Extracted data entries
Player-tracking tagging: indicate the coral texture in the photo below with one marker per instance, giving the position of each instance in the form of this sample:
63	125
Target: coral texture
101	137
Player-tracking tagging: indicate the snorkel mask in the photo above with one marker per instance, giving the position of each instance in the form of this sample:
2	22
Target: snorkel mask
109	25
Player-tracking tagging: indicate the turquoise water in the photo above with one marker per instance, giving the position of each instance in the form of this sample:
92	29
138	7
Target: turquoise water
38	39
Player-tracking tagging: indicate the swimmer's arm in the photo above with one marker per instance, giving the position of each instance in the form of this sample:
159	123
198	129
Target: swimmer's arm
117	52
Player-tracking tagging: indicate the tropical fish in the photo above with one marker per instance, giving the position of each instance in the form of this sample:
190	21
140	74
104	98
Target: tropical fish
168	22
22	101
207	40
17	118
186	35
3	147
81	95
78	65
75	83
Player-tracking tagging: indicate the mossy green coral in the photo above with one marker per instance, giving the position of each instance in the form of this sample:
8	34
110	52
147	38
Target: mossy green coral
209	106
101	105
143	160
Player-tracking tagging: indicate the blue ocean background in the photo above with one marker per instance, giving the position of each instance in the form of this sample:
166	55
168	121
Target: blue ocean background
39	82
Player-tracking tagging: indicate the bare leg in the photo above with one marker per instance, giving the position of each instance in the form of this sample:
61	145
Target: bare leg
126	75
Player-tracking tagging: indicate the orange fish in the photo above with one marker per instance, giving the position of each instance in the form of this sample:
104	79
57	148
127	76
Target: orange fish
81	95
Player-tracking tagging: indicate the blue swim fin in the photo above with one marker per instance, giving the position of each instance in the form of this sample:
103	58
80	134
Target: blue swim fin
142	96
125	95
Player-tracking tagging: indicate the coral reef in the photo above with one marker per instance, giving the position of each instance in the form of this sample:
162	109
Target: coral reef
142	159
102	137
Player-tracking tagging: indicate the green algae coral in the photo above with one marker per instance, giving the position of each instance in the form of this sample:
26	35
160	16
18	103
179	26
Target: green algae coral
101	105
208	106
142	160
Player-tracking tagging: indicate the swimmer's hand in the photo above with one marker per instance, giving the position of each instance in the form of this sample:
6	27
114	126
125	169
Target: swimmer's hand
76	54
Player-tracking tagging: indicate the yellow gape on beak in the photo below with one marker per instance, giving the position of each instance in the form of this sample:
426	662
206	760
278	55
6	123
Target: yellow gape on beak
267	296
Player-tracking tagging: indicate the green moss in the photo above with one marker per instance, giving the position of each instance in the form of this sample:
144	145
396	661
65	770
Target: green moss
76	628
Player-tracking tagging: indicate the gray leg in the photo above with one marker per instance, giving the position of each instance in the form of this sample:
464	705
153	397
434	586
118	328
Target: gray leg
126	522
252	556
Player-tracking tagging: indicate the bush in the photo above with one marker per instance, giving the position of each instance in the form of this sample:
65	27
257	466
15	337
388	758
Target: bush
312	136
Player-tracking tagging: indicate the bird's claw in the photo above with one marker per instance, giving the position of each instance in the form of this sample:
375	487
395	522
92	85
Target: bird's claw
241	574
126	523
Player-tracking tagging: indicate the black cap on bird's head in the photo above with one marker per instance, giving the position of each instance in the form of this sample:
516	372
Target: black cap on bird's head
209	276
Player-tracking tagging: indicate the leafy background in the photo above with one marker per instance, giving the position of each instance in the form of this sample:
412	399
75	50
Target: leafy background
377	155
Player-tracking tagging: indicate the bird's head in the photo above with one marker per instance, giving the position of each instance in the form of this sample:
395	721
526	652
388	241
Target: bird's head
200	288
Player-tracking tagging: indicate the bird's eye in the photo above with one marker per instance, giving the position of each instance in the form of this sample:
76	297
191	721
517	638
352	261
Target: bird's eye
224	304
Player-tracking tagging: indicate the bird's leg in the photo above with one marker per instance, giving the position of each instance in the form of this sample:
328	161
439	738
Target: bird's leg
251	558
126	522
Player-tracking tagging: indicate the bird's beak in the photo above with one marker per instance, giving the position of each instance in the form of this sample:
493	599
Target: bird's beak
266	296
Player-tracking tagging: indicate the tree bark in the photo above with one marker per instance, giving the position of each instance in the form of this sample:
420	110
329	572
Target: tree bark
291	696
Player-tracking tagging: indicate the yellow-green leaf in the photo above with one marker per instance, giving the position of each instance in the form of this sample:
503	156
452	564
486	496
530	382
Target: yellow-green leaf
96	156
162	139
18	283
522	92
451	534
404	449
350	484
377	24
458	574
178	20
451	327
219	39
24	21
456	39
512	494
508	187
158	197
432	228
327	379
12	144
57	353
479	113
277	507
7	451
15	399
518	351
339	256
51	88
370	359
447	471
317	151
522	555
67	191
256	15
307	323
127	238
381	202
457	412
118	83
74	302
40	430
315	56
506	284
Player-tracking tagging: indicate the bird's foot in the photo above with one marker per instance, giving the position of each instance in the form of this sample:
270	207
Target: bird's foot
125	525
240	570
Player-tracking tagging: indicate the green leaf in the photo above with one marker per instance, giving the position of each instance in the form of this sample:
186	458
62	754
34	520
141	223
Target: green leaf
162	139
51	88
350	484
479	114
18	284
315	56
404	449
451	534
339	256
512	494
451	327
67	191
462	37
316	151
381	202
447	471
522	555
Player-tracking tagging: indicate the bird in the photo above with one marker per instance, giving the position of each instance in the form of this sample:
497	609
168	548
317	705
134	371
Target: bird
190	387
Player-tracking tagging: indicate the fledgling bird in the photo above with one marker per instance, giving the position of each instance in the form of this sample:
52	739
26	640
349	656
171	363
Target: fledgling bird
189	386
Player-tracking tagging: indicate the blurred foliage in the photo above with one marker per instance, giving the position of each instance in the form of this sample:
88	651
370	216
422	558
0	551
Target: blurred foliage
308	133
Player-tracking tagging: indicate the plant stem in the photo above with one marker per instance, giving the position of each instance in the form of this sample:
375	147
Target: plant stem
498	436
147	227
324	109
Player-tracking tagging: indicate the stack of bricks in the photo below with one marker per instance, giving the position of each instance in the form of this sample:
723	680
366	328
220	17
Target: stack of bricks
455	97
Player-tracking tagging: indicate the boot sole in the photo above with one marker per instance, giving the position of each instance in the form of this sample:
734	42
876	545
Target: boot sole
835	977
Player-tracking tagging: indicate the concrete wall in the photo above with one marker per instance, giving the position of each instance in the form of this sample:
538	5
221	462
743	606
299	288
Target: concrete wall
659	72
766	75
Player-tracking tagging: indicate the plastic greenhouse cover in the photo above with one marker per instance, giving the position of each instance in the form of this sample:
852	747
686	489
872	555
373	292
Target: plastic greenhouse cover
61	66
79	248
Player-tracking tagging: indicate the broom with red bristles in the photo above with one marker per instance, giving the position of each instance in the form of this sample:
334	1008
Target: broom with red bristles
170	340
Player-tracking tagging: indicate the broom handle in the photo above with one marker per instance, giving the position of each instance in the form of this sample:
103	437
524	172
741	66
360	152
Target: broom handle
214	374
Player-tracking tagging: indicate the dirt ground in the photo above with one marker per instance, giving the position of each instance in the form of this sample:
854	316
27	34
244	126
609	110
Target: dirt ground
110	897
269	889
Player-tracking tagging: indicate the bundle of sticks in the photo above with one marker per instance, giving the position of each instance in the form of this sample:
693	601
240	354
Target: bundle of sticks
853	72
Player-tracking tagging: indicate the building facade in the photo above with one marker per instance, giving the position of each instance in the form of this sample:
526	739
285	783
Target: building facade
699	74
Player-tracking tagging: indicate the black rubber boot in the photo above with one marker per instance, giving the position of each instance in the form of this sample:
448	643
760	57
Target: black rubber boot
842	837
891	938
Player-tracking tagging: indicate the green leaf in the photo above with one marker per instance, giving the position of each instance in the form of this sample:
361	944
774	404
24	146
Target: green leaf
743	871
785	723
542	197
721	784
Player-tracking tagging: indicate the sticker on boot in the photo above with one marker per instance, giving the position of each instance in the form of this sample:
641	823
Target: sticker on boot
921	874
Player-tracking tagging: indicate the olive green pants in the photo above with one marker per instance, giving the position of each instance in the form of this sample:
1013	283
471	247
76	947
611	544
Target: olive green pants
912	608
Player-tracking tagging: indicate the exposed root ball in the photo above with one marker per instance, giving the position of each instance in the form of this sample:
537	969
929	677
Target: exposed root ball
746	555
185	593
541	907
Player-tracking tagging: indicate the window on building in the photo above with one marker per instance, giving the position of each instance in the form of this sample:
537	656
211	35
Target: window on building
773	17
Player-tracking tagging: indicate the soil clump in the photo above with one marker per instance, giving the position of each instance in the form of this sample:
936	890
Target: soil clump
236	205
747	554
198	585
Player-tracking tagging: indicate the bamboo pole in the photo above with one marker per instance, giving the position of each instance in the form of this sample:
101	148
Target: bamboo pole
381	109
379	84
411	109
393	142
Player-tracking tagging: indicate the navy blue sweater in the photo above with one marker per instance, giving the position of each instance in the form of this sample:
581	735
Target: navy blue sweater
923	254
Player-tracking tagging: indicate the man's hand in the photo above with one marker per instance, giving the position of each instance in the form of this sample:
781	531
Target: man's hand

GOAL OF THE EXERCISE
Nothing but the lines from the line with "Player-tracking tagging: indicate the soil" to the last line of the listing above should appear; please retype them exactly, both ends included.

FULL RESPONSE
Player-tracking tagging: indicate the soil clump in the photo above with one marker per instance, giving the position of each instance in the form of this sample:
936	890
Target: soil clump
236	205
747	554
198	585
Player-tracking tagging: indicate the bamboo pole in the photo above with one marker per instance, giving the position of each instance in the form of this sample:
101	148
Target: bamboo pole
381	109
379	84
411	109
393	142
Player-tracking tagging: indicate the navy blue sweater in the photo above with one marker per instance, giving the position of each instance in the form of this sample:
581	735
Target: navy blue sweater
923	254
Player-tracking tagging: indicate the man's hand in the photo above with one marker per instance, giving the position of each instance in the form of this sample:
781	531
Target: man's hand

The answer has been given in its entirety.